**TEXT SEGMENT**
....................

The Tennessee Immigrant and Refugee Rights Coalition, along with more than a dozen other community groups, are calling on Gov. Bill Lee and local government officials to establish a plan to address COVID-19 disparities in the state’s Latino community.
They’re asking for enforceable workplace protections, direct cash assistance for undocumented families who didn’t qualify for stimulus checks, and hotel accommodations where individuals residing in multigenerational homes can quarantine.
One in three COVID infections in Tennessee has been among Latinos. And, says TIRRC’s Lisa Sherman-Nikolaus, the state’s Latino population has been consistently employed on the frontlines of the pandemic, making them more susceptible to contracting the coronavirus.
“We’re extremely alarmed at the disproportionate rates of infections in the Latinx community,” she says. “Latinx families and families of color, including Black communities, face a lot of barriers: lack of transportation, extreme poverty … and discrimination in treatment and care.”
In Nashville, the city’s immigrant corridor has been a COVID-19 hotspot for weeks, and there has been little progress to mitigate the spread in that community despite efforts from local leaders.

....................

**RECORD EXTRACTS**
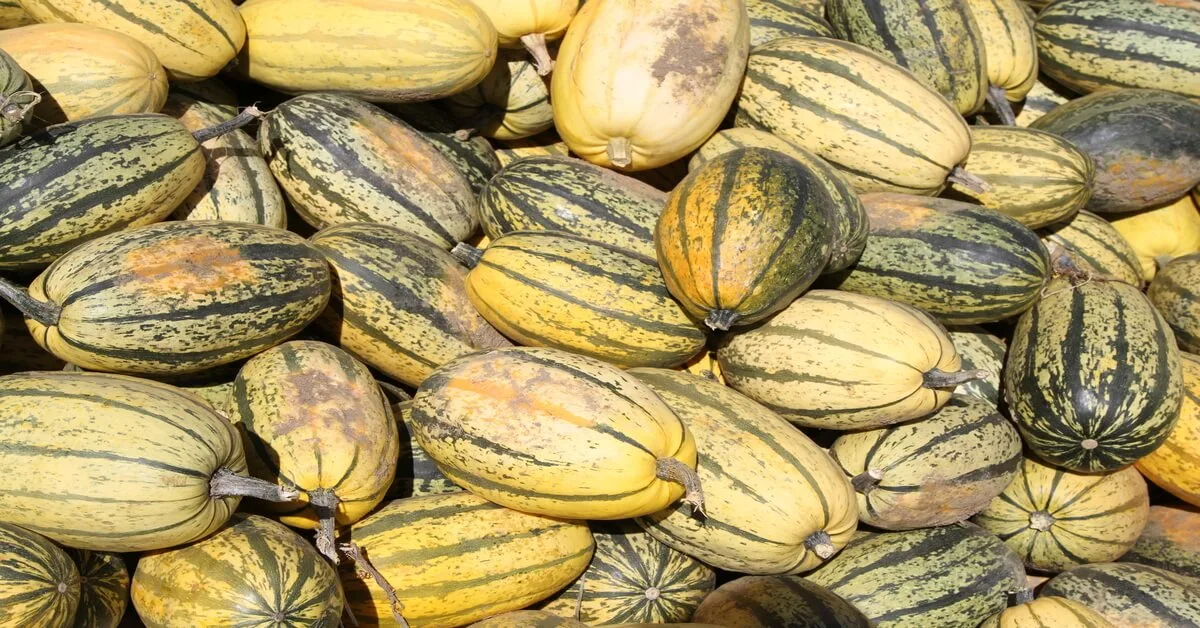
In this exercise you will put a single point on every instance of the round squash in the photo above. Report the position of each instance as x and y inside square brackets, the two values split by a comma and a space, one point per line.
[641, 85]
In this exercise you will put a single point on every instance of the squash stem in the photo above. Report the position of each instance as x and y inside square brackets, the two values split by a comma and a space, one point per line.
[671, 470]
[45, 312]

....................

**WHAT THE TASK REQUIRES**
Can you extend the text about COVID-19 disparities in Tennessee's Latino community, picking up after its final sentence? The data has no connection to the text about COVID-19 among Tennessee's Latino community.

**ANSWER BELOW**
While Sherman-Nikolaus says she commends the efforts that have already been made, she’s calling for a more substantial investment in community health workers and Latino-specific resources. Statewide recommendations include:
- Establishing offices for new Americans,
- Rebuilding trust damaged by immigration policies,
- Direct economic relief,
- Expand testing in Latino communities,
- Providing case management services.
While their call is specifically meant to address disparities in the Latino community, TIRRC and other community groups say they also want “policymakers to find solutions to address the disproportionate COVID-19 infection and death rates in non-Latino Black communities and other communities of color.”